In this month’s Digital Fraud Tracker®, Darren Beyer, chief product and strategy officer at Qolo, tells PYMNTS about the year’s most pressing fraud threats and why he thinks technology deployed in layers is the best way to stay protected.
Fraudsters target companies of all sizes and in all industries, taking every chance they can get to steal funds or data.
There are countless techniques at play, ranging from technologically advanced tactics such as botnets to old-fashioned methods that prey on users’ unawareness, including confidence schemes and phishing. Beyer pointed out that one of the most dangerous methods, account takeovers, is currently on the decline in favor of alternative methods.
“Account takeovers are a little bit [rarer] than people think because it takes a lot to get in there,” he said. “Right now [the most common] scenarios are phishing: posing as officials and asking victims to make payments. The problem now is that victims use faster payments or [automated clearing house (ACH) services], which don’t have the same level of controls or consumer protection as using your card does, such as chargeback rights.”
Bad actors have varying targets when it comes to their fraud techniques, but it ultimately boils down to stealing money.
While some bad actors attempt to gain direct access to bank accounts, others try to steal personal data such as passwords, usernames and Social Security numbers with the intent to sell this data to other bad actors who will then use it to profit.

:: EXERCISE DATA ::
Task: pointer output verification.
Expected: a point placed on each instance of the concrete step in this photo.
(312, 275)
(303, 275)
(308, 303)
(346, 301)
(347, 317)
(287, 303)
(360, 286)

:: WHAT YOU NEED TO DO ::
a – Answer these questions about the article on fraud threats, using what it states:
(i) What is Darren Beyer's position at Qolo?
(ii) According to Beyer, which fraud method is currently on the decline?
(iii) According to Beyer's quote, what card protection is missing from faster payments and ACH services?
b – Pick up the article on fraud threats after its last sentence and continue it.

:: ANSWERS FOR THIS EXERCISE ::
a –
(i) Chief product and strategy officer.
(ii) Account takeovers.
(iii) Chargeback rights.

b –
“At the end of the day, the fraudsters always want to get access to the underlying funds; otherwise, what is data worth to them?” he said. “You can sell an identity and get paid for that, but ultimately, someone on the other end of that identity is going to monetize it. We saw this happen a lot during the pandemic.”
Technology deployed in layers is the best way to protect against digital fraud.
One of the most important steps is verifying that customers are who they say they are via know your customer (KYC) protocols and biometric or behavioral verification. This must be augmented by behind-the-scenes analysis, however, to catch bad actors who make it past the first layer of security.
“Once you identify a definitively fraudulent account, then you can take a look at all the data elements — addresses, phone numbers, emails and names — and you look not just at the program that was being attacked but across the entire system,” he said. “And once you find another account that uses the same phone number, or another one that uses the same email address, then you can use AI and machine learning to determine if those are fraudulent.”